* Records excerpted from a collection
=-=-=

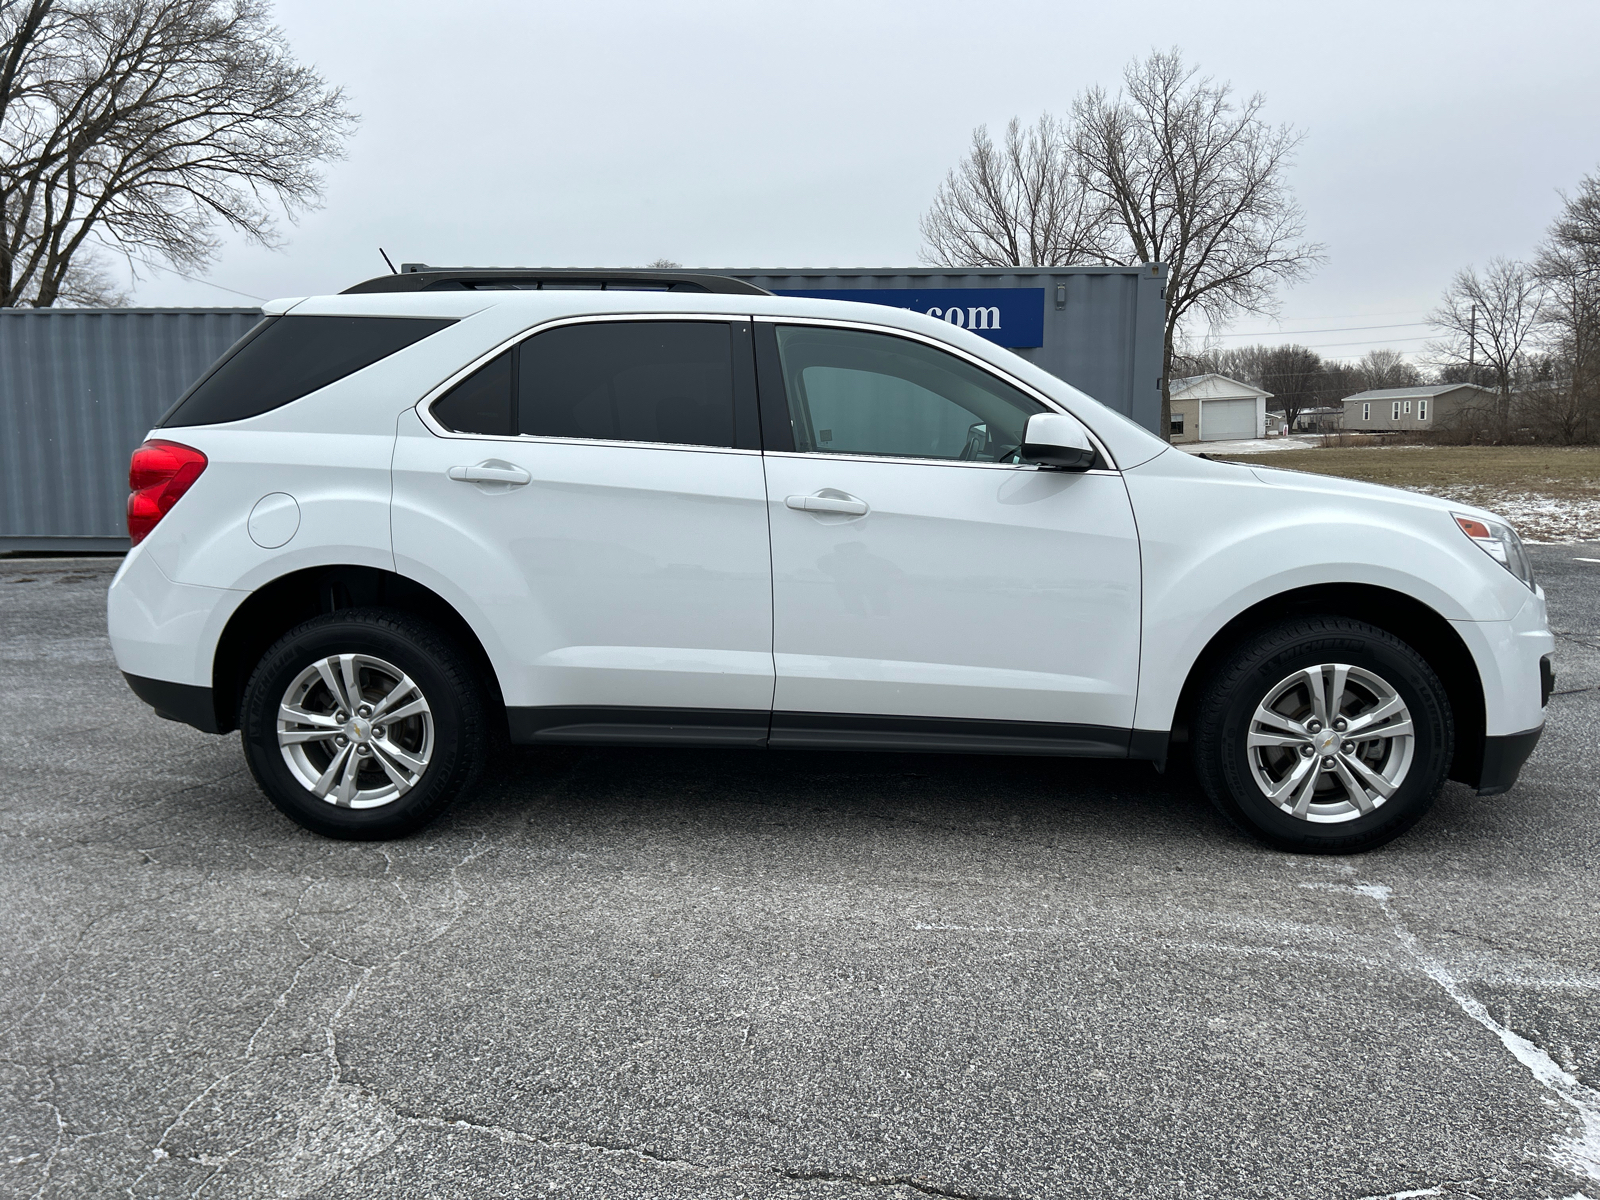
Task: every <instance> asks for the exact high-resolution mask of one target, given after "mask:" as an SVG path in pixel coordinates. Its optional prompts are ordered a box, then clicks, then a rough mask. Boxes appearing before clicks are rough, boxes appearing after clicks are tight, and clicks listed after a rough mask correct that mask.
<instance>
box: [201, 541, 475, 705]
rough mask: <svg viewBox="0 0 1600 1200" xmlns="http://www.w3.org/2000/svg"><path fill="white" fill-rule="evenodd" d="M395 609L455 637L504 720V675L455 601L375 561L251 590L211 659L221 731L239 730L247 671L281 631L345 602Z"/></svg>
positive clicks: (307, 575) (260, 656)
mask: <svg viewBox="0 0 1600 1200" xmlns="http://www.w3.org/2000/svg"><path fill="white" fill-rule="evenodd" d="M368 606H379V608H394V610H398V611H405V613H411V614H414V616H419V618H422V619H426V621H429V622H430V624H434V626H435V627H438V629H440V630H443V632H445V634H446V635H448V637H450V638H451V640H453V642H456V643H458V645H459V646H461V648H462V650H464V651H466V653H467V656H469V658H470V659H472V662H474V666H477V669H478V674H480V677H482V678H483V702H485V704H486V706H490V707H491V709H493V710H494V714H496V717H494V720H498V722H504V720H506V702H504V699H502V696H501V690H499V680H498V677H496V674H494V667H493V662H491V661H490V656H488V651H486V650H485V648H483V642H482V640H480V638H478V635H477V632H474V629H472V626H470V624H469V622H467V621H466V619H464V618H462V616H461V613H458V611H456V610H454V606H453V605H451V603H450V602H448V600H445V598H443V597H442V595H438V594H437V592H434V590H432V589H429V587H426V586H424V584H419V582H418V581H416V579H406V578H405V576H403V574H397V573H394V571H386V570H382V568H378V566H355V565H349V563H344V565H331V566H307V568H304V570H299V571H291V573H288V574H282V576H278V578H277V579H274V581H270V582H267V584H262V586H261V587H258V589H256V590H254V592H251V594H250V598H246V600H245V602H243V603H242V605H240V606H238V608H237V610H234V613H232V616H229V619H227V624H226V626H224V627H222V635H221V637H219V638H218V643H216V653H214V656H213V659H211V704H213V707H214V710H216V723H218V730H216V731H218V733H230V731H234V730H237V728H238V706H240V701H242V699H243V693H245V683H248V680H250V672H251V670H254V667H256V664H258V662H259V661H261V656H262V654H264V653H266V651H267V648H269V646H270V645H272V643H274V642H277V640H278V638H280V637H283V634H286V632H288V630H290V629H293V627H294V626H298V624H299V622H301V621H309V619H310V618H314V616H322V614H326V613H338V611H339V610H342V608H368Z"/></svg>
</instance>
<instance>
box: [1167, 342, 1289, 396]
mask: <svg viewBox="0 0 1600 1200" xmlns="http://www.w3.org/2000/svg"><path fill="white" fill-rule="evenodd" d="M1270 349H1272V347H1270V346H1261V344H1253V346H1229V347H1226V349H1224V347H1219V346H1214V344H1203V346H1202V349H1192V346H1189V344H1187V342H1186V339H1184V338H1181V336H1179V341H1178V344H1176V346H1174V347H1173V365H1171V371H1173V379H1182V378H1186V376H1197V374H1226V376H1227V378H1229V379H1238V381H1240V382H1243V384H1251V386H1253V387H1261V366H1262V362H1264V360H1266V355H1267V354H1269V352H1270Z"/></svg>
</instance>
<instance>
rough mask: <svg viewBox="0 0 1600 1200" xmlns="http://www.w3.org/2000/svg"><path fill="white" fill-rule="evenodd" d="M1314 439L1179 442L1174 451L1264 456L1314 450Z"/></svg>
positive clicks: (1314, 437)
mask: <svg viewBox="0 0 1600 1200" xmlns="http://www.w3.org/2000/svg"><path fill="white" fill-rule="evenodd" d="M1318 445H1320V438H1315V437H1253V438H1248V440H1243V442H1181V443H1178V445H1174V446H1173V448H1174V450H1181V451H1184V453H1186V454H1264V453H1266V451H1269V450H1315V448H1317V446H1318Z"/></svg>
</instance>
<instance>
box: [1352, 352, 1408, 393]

=-=-=

* PROBLEM DESCRIPTION
Transcribe every line of the records above character for character, leaving out the pictures.

* FINAL ANSWER
Task: every <instance> asks for the exact high-resolution mask of one target, given after "mask:" as an SVG path in pixel coordinates. Its optional prompts are ordered a box, then clicks, then a rough mask. Boxes appearing before clicks are rough, boxes appearing after clicks are tight, and clicks listed after a rough mask correct that mask.
<instance>
box: [201, 541, 475, 705]
rough mask: <svg viewBox="0 0 1600 1200" xmlns="http://www.w3.org/2000/svg"><path fill="white" fill-rule="evenodd" d="M395 609L455 637L504 720V675L455 601L375 561L251 590L211 659L221 731L239 730L247 671L281 631L345 602Z"/></svg>
positive clicks: (307, 575) (260, 656)
mask: <svg viewBox="0 0 1600 1200" xmlns="http://www.w3.org/2000/svg"><path fill="white" fill-rule="evenodd" d="M368 606H379V608H394V610H398V611H405V613H411V614H414V616H419V618H422V619H426V621H429V622H430V624H434V626H435V627H438V629H440V630H443V632H445V634H446V635H448V637H450V638H451V640H453V642H456V643H458V645H459V646H461V648H462V650H464V651H466V653H467V656H469V658H470V659H472V662H474V666H477V669H478V674H480V677H482V678H483V702H485V704H486V706H490V707H491V709H493V710H494V714H496V717H494V720H498V722H504V720H506V702H504V699H502V696H501V690H499V680H498V677H496V674H494V667H493V662H491V661H490V656H488V651H486V650H485V648H483V642H482V640H480V638H478V635H477V632H474V629H472V626H470V624H469V622H467V621H466V619H464V618H462V616H461V613H458V611H456V610H454V606H453V605H451V603H450V602H448V600H445V598H443V597H442V595H438V594H437V592H434V590H432V589H429V587H426V586H424V584H419V582H418V581H416V579H406V578H405V576H403V574H397V573H394V571H386V570H382V568H378V566H355V565H349V563H344V565H331V566H307V568H304V570H299V571H291V573H288V574H282V576H278V578H277V579H274V581H270V582H267V584H262V586H261V587H258V589H256V590H254V592H251V594H250V598H246V600H245V602H243V603H242V605H240V606H238V608H237V610H234V613H232V616H229V619H227V624H226V626H224V627H222V635H221V637H219V638H218V643H216V653H214V656H213V659H211V704H213V707H214V710H216V723H218V730H216V731H218V733H230V731H234V730H237V728H238V706H240V701H242V699H243V693H245V683H248V680H250V672H251V670H254V667H256V664H258V662H259V661H261V656H262V654H264V653H266V651H267V648H269V646H270V645H272V643H274V642H277V640H278V638H280V637H283V634H286V632H288V630H290V629H293V627H294V626H298V624H299V622H301V621H309V619H310V618H314V616H322V614H326V613H338V611H339V610H342V608H368Z"/></svg>
</instance>
<instance>
box: [1167, 342, 1289, 396]
mask: <svg viewBox="0 0 1600 1200" xmlns="http://www.w3.org/2000/svg"><path fill="white" fill-rule="evenodd" d="M1270 349H1272V347H1270V346H1261V344H1253V346H1229V347H1226V349H1224V347H1219V346H1214V344H1203V346H1202V349H1192V346H1189V344H1187V342H1186V339H1184V338H1181V336H1179V341H1178V344H1176V346H1174V347H1173V365H1171V371H1173V379H1182V378H1186V376H1197V374H1226V376H1227V378H1229V379H1238V381H1240V382H1243V384H1251V386H1253V387H1261V366H1262V362H1264V360H1266V355H1267V354H1269V352H1270Z"/></svg>
</instance>
<instance>
rough mask: <svg viewBox="0 0 1600 1200" xmlns="http://www.w3.org/2000/svg"><path fill="white" fill-rule="evenodd" d="M1314 439L1179 442L1174 451L1264 456L1314 450Z"/></svg>
positive clicks: (1314, 437)
mask: <svg viewBox="0 0 1600 1200" xmlns="http://www.w3.org/2000/svg"><path fill="white" fill-rule="evenodd" d="M1318 445H1320V438H1315V437H1253V438H1248V440H1243V442H1181V443H1178V445H1174V446H1173V448H1174V450H1181V451H1184V453H1186V454H1264V453H1266V451H1269V450H1315V448H1317V446H1318Z"/></svg>
</instance>
<instance>
box: [1352, 352, 1408, 393]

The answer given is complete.